SET TASK:
Take the line that contains "wood grain surface" and all lines after it, up to and including the last line of the data, and write them out exactly; nothing else belongs in the answer.

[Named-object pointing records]
• • • •
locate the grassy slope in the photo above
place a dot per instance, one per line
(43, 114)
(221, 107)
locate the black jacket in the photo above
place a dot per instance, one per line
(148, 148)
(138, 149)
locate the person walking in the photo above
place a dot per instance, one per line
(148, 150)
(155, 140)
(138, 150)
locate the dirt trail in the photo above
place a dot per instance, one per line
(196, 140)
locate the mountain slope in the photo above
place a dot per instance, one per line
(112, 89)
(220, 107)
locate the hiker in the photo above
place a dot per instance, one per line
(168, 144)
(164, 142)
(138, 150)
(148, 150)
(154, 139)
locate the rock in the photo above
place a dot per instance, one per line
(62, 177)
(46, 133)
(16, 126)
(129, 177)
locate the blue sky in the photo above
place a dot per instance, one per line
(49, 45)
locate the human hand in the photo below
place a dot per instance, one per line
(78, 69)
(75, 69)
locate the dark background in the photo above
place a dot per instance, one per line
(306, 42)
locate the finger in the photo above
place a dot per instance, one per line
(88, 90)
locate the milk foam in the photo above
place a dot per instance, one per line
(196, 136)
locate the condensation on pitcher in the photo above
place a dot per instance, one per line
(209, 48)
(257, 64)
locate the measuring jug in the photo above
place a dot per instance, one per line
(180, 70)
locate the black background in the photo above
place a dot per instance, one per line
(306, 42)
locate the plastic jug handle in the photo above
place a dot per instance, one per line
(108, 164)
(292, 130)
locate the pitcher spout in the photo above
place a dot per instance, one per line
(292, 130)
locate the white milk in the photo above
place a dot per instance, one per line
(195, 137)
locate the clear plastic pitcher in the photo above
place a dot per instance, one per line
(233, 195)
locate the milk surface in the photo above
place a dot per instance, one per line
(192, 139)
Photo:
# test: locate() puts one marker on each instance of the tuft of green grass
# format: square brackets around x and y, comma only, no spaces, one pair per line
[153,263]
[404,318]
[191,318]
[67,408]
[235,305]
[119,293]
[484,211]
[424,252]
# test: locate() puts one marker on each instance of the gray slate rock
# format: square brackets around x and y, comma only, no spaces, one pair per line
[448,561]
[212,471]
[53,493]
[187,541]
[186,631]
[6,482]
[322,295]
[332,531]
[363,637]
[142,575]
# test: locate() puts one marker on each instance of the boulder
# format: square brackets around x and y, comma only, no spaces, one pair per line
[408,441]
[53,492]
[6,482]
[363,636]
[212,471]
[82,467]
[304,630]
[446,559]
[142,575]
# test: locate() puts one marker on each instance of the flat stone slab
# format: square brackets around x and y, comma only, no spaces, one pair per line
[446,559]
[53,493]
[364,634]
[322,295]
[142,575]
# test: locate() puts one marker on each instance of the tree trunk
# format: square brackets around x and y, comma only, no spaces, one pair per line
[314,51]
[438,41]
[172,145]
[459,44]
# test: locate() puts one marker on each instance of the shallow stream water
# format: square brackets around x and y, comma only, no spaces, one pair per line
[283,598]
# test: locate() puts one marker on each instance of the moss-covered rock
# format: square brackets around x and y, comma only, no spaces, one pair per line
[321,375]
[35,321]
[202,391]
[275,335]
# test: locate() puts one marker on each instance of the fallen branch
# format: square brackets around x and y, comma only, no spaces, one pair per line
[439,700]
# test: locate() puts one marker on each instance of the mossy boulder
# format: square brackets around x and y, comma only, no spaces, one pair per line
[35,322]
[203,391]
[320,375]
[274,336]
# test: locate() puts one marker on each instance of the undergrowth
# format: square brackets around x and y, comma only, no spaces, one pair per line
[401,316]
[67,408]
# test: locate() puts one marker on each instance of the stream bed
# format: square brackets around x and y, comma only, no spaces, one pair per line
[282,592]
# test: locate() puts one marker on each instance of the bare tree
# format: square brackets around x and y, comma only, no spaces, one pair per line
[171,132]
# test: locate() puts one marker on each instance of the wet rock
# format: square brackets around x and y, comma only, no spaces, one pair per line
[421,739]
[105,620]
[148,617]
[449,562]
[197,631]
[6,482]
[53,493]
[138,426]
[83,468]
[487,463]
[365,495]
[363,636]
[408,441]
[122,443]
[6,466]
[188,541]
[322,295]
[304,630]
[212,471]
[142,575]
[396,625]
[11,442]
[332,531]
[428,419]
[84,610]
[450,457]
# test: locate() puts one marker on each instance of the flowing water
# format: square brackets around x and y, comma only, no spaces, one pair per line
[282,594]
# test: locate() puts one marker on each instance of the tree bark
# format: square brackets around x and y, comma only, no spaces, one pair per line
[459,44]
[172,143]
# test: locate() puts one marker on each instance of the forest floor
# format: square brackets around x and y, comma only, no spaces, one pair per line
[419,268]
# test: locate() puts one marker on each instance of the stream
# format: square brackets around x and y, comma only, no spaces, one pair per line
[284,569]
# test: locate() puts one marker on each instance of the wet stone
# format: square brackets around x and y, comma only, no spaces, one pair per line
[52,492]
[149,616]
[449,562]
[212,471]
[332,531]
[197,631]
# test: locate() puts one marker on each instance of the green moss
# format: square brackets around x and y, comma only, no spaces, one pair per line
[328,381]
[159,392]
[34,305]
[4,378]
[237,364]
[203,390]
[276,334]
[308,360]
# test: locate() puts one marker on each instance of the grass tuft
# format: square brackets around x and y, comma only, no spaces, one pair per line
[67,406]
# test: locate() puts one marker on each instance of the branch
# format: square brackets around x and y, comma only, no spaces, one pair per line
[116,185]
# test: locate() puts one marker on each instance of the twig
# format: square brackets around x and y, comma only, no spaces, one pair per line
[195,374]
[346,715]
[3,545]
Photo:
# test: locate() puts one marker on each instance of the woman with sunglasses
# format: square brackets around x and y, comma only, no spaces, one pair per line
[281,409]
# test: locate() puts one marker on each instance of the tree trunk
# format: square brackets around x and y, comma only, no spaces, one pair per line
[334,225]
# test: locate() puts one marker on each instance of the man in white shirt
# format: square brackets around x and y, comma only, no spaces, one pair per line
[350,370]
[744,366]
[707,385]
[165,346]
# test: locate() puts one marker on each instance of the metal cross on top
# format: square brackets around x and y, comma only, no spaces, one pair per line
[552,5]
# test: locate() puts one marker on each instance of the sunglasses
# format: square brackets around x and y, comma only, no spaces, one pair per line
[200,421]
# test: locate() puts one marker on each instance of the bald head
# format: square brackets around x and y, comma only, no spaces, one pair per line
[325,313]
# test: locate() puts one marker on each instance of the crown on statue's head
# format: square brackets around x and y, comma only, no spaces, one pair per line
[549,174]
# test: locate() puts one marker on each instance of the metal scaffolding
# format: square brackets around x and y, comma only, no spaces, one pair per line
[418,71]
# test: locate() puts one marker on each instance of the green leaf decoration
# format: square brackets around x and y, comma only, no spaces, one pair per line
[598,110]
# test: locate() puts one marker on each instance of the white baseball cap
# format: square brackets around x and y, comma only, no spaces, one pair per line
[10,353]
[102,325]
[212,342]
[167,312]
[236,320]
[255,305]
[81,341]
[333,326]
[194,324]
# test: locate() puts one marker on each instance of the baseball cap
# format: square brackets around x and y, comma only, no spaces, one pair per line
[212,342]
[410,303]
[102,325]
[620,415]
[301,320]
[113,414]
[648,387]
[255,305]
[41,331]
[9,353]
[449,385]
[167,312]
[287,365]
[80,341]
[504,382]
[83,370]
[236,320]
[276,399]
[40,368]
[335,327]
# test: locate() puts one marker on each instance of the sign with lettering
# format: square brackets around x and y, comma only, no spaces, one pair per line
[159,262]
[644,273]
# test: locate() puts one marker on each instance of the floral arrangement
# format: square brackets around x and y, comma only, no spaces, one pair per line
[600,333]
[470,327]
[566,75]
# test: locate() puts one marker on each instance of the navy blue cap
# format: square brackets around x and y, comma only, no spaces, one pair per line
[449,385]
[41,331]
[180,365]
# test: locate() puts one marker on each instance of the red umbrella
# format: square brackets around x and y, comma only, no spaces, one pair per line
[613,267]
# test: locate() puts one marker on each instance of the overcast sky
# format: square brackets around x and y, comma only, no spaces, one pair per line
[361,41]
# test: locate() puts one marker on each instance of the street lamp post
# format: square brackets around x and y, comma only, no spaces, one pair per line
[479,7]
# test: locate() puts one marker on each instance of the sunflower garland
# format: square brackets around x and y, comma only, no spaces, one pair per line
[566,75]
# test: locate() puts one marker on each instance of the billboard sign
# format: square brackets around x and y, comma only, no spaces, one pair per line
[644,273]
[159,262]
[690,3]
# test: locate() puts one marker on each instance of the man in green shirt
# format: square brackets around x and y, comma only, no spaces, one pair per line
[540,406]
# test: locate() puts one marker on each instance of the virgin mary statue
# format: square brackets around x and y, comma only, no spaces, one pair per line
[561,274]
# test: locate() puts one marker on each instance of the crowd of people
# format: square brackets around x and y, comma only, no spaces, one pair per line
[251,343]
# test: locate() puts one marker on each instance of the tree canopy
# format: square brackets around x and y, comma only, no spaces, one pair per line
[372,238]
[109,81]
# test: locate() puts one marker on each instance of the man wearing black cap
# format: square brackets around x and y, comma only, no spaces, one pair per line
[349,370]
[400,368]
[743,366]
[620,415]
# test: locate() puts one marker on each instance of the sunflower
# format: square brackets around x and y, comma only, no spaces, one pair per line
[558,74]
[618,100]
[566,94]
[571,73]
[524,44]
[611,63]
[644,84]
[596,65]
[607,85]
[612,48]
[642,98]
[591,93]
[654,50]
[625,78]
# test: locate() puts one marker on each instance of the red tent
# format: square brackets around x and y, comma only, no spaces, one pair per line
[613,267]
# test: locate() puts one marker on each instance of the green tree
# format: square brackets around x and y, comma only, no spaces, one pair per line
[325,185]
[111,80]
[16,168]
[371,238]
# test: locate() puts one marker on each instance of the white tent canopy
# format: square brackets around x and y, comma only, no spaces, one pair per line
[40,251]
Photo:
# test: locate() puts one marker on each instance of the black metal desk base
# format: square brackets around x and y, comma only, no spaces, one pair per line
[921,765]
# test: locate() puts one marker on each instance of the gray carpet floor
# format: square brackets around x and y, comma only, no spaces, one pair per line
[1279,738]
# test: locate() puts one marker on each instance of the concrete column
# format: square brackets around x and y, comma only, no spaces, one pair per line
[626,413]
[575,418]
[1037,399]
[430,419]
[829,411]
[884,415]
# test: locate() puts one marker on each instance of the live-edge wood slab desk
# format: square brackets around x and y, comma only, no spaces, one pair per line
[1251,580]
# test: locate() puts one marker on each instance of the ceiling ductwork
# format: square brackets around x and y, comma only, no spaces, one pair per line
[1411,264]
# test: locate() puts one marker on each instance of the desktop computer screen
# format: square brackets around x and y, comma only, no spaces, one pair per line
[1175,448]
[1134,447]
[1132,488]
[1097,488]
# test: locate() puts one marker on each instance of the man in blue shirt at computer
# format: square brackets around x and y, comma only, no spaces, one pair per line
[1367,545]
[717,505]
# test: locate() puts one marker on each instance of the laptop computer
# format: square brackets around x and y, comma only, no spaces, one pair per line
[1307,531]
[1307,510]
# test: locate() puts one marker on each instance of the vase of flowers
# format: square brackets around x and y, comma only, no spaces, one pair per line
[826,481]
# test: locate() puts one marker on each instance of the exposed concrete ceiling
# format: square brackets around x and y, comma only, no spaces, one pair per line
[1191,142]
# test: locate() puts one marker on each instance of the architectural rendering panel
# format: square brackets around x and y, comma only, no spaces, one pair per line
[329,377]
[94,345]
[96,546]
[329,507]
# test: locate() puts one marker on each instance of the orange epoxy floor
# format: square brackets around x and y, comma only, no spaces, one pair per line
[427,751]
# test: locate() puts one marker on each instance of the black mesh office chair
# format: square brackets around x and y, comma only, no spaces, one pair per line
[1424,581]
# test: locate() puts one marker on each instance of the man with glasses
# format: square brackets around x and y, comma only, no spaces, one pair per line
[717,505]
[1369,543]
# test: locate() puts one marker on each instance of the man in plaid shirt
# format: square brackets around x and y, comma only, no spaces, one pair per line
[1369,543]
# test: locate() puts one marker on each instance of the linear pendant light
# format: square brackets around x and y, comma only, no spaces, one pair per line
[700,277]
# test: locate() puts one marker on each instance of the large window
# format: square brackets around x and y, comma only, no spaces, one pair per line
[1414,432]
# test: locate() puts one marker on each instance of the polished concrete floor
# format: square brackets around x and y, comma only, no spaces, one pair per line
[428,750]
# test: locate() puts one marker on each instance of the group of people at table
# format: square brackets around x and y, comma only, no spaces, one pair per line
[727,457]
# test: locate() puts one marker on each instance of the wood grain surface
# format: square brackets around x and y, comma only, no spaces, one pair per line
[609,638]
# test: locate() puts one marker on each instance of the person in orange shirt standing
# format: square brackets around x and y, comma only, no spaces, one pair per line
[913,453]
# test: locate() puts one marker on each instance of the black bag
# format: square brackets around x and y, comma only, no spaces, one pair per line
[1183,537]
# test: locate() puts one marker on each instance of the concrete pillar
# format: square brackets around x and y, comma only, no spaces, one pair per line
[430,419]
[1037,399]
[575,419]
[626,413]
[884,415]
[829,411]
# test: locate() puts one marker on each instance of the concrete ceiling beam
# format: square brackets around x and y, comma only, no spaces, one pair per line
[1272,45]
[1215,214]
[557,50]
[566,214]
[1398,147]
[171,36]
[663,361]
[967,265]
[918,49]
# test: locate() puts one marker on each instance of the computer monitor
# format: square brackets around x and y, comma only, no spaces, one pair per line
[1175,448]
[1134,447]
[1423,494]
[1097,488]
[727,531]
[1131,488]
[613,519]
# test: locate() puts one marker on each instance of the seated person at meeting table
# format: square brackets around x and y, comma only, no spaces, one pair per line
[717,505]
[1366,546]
• • • •
WRITTEN ANSWER:
# test: locate() puts one marker on each instance of the wood grain surface
# format: square brackets around x and y, comma only, no spaces, one pair per line
[609,638]
# test: locate() puts one marker on each instance of the person in orange shirt standing
# format: square brackets around x and y, comma only, no spaces, one pair per line
[913,453]
# test: locate() puts one marker on each instance of the black bag
# format: square brackets around x and y, comma only, no spaces, one pair per line
[1183,537]
# test: locate() puts one marker on each instance of the concrete pillar
# format: square brackets around x and y, comma only, no spaces, one pair per line
[430,419]
[1037,399]
[575,419]
[626,413]
[884,415]
[829,411]
# test: locate() puts one marker on each instance of the concrete ceiling beam
# format: square brackets around x and y, comma only, no spaces, one pair per line
[1272,45]
[1215,214]
[557,50]
[566,214]
[1398,147]
[171,36]
[663,361]
[967,265]
[918,49]
# test: locate() puts one marker on each instance of the computer monitor
# format: square brackets around x and y, comma only, no spaces, one pair per line
[1175,448]
[1134,447]
[1423,494]
[1097,488]
[727,531]
[1131,488]
[613,519]
# test: locate() puts one marker on each instance of the seated person at meeting table
# format: square brackets around x and y, comma only, no spaces, one pair per line
[717,505]
[1366,546]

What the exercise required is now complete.